Supplied text ▸
+-------+

I am 31 years old and recently celebrated 30 years with type one diabetes. When I turned 26 in 2015, my insulin went from costing $40 to $350 a month. I couldn’t afford it and began rationing. When I married my husband later that year, my copay went down to $70 per month. I never spoke about what had happened during those months of rationing until 2017 when I heard of the loss of Alec Smith, a fellow type one who had also rationed his insulin, and it had cost him his life.
That same year, I had a daughter who came into this world without any complications, largely due to my access to insulin. During pregnancy, you need 1.5-2 times more insulin than normal to keep the baby’s weight lower, keep the mother’s kidneys healthy, help prevent eye problems and combat the higher rate of stillbirth and miscarriage. We are now expecting our second child and the value of the insulin I’ve already gone through is roughly $6,670 (around 19 vials). With my insurance I’ve only paid $140.

+-------+

[Saved entries]
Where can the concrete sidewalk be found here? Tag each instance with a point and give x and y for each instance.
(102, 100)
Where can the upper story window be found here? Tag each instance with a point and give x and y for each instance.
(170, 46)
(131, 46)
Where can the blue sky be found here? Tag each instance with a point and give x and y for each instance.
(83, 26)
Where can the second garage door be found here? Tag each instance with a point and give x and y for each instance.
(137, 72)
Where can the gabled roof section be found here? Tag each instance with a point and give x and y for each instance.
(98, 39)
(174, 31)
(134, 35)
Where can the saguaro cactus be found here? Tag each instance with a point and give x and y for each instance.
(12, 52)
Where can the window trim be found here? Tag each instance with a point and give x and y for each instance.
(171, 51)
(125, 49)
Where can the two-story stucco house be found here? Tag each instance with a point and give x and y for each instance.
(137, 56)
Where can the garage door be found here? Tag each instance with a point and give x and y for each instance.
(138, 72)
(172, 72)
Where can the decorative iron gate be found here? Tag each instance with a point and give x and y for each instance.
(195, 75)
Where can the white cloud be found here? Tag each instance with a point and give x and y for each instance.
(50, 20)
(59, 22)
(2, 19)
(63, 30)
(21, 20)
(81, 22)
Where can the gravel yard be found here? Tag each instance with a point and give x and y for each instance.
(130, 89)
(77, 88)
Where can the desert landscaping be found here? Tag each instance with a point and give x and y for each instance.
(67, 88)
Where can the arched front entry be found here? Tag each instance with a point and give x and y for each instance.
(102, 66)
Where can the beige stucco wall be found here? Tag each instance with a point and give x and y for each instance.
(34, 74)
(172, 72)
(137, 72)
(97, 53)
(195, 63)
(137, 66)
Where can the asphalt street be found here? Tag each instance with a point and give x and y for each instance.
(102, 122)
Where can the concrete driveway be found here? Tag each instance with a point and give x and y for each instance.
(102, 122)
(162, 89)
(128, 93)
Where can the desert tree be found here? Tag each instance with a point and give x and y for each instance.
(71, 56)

+-------+

Actions to take ▸
[1] Answer these questions from the account of living with type one diabetes:
(a) What did insulin cost per month after the writer turned 26?
(b) In what year did the writer first speak about the months of rationing?
(c) How much has the writer paid with insurance for the insulin used so far in the current pregnancy?
[2] Please carry on the account of living with type one diabetes from its final sentence.
These saved entries have nothing to do with this work.

Answers ▸
[1]
(a) $350 a month.
(b) 2017.
(c) $140.

[2]
As I raise my children, I ask that our state lawmakers help make the world a little easier for them by supporting HB1280 to cap the price of insulin and increase the transparency and accessibility of all prescription drugs. This is particularly important now with COVID-19, where if you have diabetes and get sick, especially if it isn’t well-controlled, you’re at a higher risk for complications. And in the chance that one of my children develops diabetes, I would like to be able to tell them “You are going to live a life in spite of it.”